Only the lines from the one containing "Shelf-audit tool: tag the white cabinet" through the last line below should be written out, exactly and with both ends kept.

--- begin ---

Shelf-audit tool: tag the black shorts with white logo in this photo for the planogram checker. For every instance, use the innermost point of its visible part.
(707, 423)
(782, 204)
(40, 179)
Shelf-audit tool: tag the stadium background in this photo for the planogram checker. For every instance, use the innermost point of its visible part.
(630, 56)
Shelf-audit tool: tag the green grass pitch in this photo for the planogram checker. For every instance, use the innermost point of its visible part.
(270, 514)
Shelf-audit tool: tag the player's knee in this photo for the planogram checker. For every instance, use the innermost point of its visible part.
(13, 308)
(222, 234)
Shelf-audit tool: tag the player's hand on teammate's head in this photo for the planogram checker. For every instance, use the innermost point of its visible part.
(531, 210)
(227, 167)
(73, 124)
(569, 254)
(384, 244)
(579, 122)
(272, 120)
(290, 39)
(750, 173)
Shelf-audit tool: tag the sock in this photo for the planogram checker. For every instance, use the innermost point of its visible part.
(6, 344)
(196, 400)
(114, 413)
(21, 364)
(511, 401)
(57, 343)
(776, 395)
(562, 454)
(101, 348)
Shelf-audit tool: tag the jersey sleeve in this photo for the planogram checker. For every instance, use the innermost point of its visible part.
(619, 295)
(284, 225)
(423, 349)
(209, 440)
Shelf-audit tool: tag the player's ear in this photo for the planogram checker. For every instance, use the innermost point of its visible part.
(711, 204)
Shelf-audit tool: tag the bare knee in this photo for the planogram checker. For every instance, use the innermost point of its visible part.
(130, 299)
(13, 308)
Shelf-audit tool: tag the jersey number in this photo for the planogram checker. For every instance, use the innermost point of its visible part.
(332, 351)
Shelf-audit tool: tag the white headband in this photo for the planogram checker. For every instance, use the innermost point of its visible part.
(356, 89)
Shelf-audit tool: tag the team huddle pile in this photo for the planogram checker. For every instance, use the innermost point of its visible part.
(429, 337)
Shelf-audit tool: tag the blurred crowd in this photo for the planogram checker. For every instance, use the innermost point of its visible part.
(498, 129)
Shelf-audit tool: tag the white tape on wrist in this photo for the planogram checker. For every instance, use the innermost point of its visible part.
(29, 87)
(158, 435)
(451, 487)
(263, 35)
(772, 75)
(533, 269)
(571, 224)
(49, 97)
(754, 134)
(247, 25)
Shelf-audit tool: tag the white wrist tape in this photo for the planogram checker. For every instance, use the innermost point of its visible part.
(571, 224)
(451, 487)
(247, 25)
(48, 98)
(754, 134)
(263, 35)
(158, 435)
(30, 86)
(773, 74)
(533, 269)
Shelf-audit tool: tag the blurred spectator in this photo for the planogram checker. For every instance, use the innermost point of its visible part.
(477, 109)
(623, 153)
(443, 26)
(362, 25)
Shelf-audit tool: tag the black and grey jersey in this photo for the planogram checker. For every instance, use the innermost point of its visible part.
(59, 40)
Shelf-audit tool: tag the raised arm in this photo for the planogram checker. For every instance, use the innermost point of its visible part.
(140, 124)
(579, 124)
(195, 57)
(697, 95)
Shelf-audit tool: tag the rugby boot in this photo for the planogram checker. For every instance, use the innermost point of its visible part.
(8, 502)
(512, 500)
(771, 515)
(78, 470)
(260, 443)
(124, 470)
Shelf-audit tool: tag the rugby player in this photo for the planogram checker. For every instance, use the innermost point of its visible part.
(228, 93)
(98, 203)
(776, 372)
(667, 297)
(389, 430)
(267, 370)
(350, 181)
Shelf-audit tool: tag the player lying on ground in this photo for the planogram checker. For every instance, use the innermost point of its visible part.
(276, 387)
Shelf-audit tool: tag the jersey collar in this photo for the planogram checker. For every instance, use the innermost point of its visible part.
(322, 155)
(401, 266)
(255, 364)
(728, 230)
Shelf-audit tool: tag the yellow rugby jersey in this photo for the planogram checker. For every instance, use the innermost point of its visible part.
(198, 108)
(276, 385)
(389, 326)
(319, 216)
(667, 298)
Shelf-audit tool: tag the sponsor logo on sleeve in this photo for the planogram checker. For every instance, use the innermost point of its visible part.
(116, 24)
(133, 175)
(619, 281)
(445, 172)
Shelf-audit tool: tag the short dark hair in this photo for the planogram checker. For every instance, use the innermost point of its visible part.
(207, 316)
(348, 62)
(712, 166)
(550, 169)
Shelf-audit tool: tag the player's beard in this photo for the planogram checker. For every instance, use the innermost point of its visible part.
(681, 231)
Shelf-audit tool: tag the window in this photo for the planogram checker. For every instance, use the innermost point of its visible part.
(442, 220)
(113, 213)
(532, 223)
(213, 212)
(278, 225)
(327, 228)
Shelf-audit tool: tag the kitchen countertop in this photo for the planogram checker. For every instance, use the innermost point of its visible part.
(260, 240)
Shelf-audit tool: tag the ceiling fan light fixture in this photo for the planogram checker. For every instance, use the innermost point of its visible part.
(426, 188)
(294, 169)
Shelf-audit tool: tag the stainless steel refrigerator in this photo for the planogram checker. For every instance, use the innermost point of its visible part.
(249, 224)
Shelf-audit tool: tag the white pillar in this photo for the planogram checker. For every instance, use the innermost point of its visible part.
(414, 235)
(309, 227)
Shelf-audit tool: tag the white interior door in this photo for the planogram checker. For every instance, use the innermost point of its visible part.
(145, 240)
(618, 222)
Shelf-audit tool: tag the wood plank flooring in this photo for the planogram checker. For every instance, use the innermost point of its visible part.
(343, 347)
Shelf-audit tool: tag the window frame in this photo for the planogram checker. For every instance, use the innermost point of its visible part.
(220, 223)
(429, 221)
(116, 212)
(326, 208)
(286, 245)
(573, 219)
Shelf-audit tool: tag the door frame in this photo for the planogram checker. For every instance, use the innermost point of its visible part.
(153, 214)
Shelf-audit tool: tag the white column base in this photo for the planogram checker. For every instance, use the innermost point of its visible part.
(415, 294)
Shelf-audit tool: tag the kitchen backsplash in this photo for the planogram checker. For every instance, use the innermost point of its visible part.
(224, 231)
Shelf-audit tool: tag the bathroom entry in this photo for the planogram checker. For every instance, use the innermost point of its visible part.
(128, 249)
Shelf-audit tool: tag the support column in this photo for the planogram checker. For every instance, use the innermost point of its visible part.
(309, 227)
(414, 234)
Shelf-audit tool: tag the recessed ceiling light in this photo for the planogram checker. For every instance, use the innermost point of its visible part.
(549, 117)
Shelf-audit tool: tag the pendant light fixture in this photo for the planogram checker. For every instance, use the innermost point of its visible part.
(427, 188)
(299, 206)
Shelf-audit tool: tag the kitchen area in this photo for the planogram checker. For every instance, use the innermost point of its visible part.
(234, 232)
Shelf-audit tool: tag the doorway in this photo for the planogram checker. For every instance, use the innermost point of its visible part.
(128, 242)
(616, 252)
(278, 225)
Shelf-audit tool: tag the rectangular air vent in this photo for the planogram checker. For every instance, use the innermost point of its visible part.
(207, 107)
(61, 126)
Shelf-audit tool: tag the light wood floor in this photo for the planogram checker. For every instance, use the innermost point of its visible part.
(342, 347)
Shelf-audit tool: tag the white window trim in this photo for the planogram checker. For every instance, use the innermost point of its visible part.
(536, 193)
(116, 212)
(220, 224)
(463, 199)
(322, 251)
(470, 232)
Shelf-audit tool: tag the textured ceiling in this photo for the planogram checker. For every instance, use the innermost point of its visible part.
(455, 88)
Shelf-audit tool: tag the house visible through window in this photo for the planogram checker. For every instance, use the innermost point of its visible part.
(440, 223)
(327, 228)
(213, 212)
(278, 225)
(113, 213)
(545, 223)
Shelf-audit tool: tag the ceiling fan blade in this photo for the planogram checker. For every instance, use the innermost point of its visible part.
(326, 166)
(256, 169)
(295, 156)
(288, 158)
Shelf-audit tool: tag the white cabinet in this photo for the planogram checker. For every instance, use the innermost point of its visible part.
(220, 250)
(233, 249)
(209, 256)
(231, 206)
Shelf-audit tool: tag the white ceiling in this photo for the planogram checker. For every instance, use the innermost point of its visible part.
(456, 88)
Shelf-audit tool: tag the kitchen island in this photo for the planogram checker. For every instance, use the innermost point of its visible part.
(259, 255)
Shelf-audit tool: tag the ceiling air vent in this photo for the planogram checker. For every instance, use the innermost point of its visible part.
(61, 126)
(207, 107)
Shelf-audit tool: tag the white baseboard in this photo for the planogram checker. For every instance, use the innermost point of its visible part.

--- end ---

> _Answer below_
Shelf-audit tool: tag the white cabinet in this photo for the planogram checker. For every instance, use the innermost point of its visible part.
(220, 250)
(233, 249)
(209, 256)
(231, 206)
Shelf-audit tool: tag the white ceiling in this photo for the planogram checker. For every instance, use the innermost point of its visible part.
(456, 88)
Shelf-audit tool: tag the kitchen island in this photo for the planogram checker. For every instance, use the innermost point of its visible part.
(259, 255)
Shelf-audit tool: tag the ceiling air vent in this photo for the planogram checker. For every instance, use the innermost point of its visible part.
(61, 126)
(207, 107)
Shelf-audit tool: tag the white baseboard in this photo for the planogram checker. For every instance, use the innermost point of its visible part.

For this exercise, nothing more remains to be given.